(DATASET EXTRACT begins)

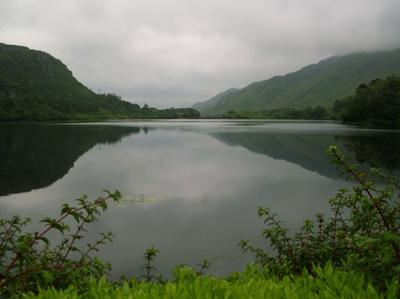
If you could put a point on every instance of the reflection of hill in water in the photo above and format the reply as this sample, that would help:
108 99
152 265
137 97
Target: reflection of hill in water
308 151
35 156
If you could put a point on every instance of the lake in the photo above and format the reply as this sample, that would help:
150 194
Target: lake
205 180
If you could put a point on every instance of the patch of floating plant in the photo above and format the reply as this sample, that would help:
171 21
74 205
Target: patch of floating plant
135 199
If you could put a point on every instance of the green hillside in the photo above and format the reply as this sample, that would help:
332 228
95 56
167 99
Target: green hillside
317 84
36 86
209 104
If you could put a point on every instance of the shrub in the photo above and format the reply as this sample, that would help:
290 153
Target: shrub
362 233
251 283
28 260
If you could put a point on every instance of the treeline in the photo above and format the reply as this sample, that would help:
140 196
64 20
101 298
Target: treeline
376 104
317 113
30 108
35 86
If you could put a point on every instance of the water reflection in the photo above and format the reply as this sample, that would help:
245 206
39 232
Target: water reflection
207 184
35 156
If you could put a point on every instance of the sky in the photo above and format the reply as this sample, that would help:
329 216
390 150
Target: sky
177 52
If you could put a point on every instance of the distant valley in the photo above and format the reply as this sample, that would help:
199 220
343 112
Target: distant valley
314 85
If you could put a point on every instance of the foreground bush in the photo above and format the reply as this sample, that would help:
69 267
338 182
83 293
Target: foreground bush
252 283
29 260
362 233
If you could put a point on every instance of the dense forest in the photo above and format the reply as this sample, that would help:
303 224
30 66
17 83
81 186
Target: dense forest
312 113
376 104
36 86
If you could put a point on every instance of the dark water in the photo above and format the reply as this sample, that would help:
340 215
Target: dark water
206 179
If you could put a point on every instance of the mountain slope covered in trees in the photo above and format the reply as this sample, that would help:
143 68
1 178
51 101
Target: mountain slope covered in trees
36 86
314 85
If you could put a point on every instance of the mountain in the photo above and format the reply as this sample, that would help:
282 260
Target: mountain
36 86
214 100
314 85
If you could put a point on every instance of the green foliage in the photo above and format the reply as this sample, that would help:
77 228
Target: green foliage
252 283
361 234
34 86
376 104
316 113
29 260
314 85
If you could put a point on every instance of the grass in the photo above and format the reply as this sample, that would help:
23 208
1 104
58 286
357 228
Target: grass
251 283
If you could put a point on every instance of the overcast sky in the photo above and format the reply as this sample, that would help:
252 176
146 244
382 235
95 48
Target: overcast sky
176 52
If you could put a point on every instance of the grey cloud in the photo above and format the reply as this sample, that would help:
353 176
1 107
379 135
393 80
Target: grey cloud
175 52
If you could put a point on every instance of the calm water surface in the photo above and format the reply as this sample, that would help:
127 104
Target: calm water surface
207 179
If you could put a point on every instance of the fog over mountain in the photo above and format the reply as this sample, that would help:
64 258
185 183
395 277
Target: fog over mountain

(DATASET EXTRACT ends)

- [ACTION ITEM] Copy exactly. Start at the line containing "Target: grass" and continue through the last line of the records.

- [RESPONSE FOR THIS EXERCISE]
Target: grass
251 283
If you could put a point on every instance of the overcast sky in the photo above and format the reply as this sample, that would help:
252 176
146 244
382 235
95 48
Target: overcast sky
176 52
If you could put a point on every instance of the grey cloud in the photo above and format the reply as this sample, that would help:
353 176
1 107
379 135
393 80
Target: grey cloud
175 52
If you could put a point on every instance of the calm water surface in the photo above and format the reply as this sample, that would help:
127 104
Target: calm water surface
207 179
If you could put a point on every instance of the fog over mountain in the photo above and format the reply as this sample, that would help:
64 258
185 183
395 277
Target: fog over mountain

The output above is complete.